TEXT EXTRACT -
## start

Algorithm Selection for Deep Active Learning with Imbalanced Datasets
This work addresses the challenge of label efficiency in deep learning for practitioners dealing with imbalanced datasets, though it is incremental as it builds on existing active learning methods.
The paper tackles the problem of selecting the best active learning algorithm for a given dataset, proposing TAILOR, an adaptive algorithm selection strategy that achieves accuracy comparable to or better than the best candidate algorithms in multi-class and multi-label applications.

## end

DATASET ROWS -
## start

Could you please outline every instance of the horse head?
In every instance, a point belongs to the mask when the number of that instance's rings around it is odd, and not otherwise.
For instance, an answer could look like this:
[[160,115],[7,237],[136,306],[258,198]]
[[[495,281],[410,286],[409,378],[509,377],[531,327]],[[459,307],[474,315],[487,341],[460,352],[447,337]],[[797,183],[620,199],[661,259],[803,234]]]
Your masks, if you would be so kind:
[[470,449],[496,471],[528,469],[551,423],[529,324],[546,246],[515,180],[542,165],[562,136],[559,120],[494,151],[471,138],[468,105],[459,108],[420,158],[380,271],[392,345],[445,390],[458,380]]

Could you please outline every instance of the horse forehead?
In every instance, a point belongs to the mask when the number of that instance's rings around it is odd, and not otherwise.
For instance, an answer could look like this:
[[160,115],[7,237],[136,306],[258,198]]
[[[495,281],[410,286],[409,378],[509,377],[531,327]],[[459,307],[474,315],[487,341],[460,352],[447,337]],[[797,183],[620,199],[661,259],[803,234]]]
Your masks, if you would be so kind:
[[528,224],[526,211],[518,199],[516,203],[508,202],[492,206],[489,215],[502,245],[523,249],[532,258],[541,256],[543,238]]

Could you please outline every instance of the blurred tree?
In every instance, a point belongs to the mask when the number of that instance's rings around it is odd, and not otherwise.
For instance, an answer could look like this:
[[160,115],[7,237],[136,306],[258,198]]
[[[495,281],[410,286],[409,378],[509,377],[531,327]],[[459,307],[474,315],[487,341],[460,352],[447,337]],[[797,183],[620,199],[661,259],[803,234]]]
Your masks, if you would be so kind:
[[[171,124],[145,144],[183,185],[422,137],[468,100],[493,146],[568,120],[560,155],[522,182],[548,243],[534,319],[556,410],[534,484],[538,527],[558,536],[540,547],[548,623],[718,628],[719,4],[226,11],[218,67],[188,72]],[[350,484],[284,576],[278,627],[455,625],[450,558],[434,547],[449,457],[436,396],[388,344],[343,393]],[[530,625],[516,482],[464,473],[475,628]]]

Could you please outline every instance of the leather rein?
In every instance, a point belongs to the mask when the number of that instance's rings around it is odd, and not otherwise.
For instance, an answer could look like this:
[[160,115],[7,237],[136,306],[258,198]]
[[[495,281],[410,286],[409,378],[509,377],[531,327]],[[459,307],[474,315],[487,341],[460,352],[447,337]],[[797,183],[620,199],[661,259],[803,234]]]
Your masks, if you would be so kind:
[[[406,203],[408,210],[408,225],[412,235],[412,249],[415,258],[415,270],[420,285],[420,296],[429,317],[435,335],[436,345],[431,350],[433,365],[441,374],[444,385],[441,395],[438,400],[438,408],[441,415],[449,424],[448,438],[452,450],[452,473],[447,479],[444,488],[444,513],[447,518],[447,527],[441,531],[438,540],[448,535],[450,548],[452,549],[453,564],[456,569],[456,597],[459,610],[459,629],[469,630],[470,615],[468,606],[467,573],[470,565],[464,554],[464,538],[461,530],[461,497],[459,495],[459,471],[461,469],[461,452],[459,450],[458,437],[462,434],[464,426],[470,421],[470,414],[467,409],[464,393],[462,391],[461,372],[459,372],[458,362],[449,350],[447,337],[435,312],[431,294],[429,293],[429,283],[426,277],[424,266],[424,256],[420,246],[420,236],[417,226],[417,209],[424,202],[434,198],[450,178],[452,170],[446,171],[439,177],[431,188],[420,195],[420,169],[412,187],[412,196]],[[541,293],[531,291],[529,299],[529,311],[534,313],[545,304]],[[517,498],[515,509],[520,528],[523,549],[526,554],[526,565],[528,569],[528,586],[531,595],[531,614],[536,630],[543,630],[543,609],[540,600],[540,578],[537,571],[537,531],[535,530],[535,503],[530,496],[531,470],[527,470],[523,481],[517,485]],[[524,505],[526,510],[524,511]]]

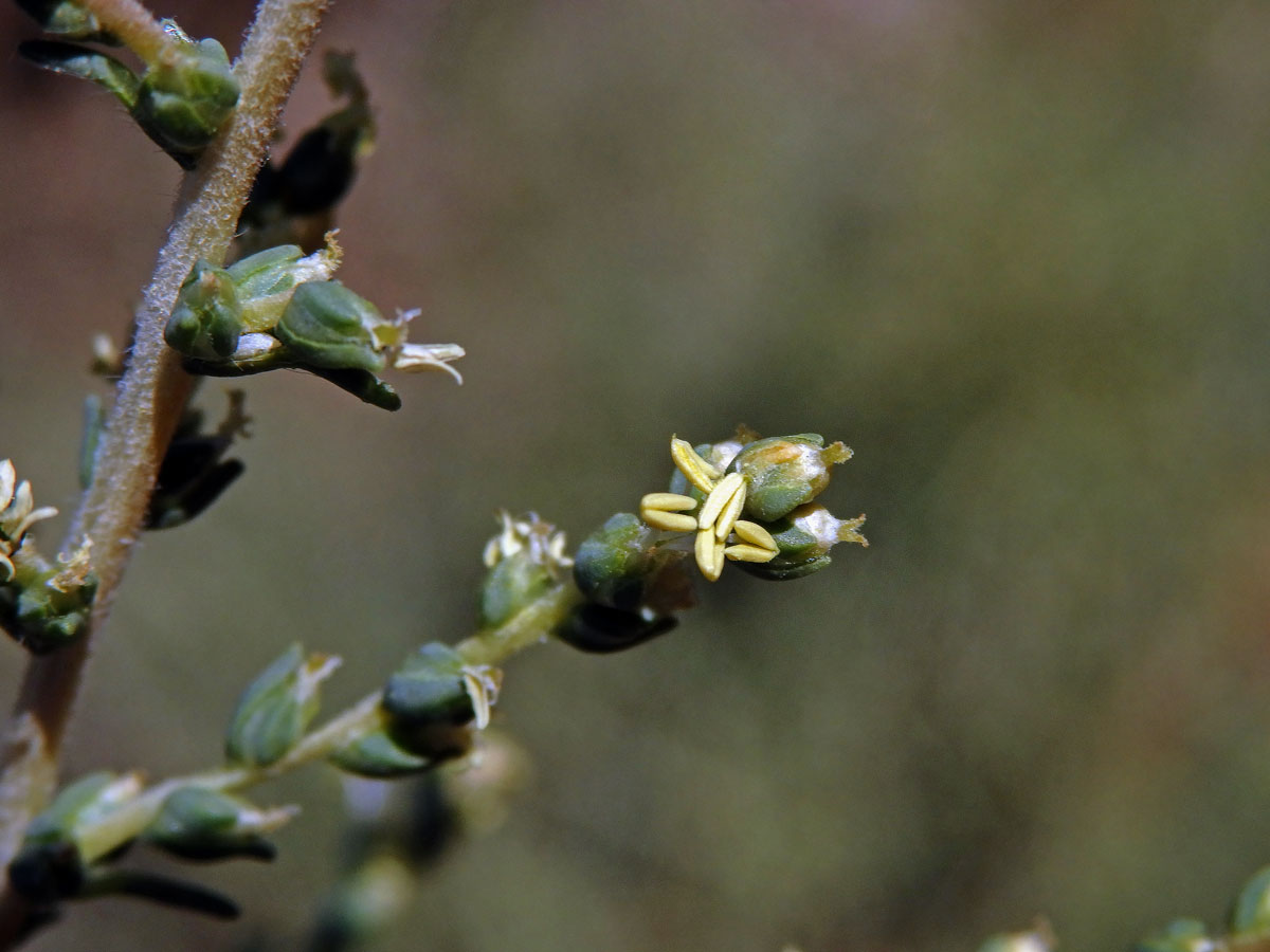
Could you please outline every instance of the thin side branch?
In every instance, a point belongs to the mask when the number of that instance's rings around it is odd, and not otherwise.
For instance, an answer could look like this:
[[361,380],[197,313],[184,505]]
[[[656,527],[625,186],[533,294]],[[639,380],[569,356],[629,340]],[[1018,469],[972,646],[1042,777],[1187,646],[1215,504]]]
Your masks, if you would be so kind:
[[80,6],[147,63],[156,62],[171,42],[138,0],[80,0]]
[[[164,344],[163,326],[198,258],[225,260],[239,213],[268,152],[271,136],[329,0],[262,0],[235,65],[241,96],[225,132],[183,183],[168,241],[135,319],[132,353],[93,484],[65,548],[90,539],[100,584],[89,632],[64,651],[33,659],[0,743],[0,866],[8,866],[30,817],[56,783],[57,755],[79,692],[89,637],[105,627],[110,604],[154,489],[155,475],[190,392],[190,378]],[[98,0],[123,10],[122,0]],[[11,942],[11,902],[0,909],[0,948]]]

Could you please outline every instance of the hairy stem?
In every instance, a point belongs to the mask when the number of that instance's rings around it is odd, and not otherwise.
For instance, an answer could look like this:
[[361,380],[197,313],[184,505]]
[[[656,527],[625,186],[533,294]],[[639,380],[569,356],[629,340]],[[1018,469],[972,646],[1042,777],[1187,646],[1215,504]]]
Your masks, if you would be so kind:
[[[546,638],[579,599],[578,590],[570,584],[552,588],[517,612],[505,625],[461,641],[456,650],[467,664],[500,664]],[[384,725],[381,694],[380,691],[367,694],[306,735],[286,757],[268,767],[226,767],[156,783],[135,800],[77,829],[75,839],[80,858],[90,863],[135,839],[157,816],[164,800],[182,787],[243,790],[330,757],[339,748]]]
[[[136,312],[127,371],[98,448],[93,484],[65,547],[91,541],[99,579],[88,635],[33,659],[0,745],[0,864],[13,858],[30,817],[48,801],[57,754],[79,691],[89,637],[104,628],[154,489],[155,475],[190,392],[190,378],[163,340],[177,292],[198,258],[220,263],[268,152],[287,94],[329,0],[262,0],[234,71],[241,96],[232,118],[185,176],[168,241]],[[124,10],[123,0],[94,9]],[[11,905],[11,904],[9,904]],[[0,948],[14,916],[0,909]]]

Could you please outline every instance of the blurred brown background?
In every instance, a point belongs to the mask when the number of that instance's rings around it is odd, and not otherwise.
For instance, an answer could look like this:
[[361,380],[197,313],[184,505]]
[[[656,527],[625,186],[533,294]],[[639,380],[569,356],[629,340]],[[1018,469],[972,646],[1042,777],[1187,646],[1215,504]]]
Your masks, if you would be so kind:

## end
## start

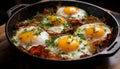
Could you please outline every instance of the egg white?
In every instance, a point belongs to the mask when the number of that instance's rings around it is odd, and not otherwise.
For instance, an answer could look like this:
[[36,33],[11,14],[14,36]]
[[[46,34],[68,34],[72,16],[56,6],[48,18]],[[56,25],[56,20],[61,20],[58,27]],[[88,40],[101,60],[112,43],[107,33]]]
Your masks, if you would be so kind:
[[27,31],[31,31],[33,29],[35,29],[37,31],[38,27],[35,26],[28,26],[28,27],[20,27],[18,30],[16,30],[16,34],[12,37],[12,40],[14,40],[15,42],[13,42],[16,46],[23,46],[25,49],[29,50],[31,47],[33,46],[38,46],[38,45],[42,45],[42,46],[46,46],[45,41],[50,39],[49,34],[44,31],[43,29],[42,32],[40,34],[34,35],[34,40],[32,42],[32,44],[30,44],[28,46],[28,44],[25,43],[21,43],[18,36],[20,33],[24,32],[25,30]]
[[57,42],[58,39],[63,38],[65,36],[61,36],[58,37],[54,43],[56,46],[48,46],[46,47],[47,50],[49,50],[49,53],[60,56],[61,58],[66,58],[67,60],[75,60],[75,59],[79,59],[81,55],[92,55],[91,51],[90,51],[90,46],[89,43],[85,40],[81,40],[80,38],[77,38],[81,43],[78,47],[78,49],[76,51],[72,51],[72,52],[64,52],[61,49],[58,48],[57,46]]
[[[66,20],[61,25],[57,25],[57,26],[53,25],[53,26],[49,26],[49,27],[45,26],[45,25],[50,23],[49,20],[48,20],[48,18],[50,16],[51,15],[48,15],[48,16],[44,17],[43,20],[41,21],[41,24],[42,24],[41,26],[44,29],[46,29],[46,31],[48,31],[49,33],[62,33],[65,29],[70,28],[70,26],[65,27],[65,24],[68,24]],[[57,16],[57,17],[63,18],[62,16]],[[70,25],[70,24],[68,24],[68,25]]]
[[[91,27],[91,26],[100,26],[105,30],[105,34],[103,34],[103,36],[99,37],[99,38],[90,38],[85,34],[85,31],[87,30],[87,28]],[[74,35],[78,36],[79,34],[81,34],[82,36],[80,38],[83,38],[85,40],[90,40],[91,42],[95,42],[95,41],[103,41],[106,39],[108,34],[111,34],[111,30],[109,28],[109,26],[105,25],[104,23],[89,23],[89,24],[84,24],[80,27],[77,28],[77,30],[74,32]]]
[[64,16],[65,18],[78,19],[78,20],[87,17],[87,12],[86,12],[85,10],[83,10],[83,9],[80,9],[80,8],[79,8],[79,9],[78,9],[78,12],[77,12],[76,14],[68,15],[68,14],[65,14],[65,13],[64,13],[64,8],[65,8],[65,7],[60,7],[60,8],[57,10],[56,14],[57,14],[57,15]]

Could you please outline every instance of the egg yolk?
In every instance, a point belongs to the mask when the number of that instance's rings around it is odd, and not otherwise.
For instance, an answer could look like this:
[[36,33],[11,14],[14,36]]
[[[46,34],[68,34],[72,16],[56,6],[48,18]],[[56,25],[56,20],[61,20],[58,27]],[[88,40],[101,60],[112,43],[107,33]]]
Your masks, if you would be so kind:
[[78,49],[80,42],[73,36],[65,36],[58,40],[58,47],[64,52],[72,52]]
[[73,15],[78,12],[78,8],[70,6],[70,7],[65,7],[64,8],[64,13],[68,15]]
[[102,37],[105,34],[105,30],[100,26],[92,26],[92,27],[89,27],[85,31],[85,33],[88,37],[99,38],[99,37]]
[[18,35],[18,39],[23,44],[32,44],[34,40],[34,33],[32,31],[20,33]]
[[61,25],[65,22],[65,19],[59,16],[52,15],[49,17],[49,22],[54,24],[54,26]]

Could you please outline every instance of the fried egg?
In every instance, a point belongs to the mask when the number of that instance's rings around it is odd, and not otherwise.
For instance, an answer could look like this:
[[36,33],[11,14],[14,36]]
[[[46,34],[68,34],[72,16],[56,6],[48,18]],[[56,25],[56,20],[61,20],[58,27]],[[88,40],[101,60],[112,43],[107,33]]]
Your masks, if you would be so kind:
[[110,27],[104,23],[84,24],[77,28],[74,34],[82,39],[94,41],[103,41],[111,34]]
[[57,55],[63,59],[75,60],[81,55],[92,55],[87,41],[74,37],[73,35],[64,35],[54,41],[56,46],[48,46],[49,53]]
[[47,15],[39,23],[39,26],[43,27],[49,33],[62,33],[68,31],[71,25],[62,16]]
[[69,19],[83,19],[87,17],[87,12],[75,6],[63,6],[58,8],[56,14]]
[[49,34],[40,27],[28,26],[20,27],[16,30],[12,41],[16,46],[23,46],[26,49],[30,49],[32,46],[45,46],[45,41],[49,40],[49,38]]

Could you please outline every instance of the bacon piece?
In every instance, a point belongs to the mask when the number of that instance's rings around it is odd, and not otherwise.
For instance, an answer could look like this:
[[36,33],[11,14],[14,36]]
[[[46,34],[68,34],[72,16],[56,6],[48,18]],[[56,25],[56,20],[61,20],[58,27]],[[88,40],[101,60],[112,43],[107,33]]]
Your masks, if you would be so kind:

## end
## start

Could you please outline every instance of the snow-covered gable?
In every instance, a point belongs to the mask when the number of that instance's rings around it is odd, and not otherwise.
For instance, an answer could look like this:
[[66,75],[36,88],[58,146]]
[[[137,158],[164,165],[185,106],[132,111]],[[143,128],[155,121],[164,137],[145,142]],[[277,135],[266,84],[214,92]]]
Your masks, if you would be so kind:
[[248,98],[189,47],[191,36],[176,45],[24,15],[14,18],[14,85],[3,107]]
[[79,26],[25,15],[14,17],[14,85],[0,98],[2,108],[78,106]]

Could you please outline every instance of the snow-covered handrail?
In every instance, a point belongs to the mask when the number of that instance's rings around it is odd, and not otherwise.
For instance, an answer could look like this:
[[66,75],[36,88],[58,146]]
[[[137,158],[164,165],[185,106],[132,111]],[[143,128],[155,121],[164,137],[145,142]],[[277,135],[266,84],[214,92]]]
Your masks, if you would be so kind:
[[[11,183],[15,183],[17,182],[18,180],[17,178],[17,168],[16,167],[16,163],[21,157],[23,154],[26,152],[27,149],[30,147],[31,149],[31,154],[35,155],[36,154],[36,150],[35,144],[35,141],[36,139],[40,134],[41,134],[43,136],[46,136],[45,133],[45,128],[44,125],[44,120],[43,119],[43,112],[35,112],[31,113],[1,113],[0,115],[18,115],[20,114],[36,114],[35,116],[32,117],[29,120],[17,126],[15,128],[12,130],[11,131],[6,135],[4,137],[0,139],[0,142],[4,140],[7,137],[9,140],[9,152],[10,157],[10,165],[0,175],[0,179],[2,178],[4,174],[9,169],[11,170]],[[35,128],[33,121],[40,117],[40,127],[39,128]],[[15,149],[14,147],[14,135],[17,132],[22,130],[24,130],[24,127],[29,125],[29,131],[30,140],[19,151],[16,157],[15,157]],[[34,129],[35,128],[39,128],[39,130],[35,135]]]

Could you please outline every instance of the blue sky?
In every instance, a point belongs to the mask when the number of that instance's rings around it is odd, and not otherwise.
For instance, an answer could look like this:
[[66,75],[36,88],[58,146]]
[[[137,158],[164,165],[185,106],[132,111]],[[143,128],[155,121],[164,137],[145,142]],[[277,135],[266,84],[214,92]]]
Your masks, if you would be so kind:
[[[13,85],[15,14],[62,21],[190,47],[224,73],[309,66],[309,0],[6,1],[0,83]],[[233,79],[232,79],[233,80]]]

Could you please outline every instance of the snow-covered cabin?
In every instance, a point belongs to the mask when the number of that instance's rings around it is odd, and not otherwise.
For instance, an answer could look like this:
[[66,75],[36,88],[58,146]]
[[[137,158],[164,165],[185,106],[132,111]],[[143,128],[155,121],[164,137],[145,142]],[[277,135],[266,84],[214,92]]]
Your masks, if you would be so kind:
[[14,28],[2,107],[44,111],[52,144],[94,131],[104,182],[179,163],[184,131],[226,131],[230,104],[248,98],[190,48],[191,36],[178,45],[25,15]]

## end

TASKS TO PERFORM -
a. Translate this sentence from the text on algorithm selection for deep active learning into Spanish: "The paper tackles the problem of selecting the best active learning algorithm for a given dataset, proposing TAILOR, an adaptive algorithm selection strategy that achieves accuracy comparable to or better than the best candidate algorithms in multi-class and multi-label applications."
b. In the text on algorithm selection for deep active learning, what name is given to the proposed adaptive algorithm selection strategy?
c. Carry on the text on algorithm selection for deep active learning from the point where it stops.
The items have no connection to the text on algorithm selection for deep active learning.

PER-TASK ANSWERS -
a. El artículo aborda el problema de seleccionar el mejor algoritmo de aprendizaje activo para un conjunto de datos determinado y propone TAILOR, una estrategia adaptativa de selección de algoritmos que logra una precisión comparable o superior a la de los mejores algoritmos candidatos en aplicaciones multiclase y multietiqueta.

b. TAILOR

c.
Label efficiency has become an increasingly important objective in deep learning applications. Active learning aims to reduce the number of labeled examples needed to train deep networks, but the empirical performance of active learning algorithms can vary dramatically across datasets and applications. It is difficult to know in advance which active learning strategy will perform well or best in a given application. To address this, we propose the first adaptive algorithm selection strategy for deep active learning. For any unlabeled dataset, our (meta) algorithm TAILOR (Thompson ActIve Learning algORithm selection) iteratively and adaptively chooses among a set of candidate active learning algorithms. TAILOR uses novel reward functions aimed at gathering class-balanced examples. Extensive experiments in multi-class and multi-label applications demonstrate TAILOR's effectiveness in achieving accuracy comparable or better than that of the best of the candidate algorithms. Our implementation of TAILOR is open-sourced at https://github.com/jifanz/TAILOR.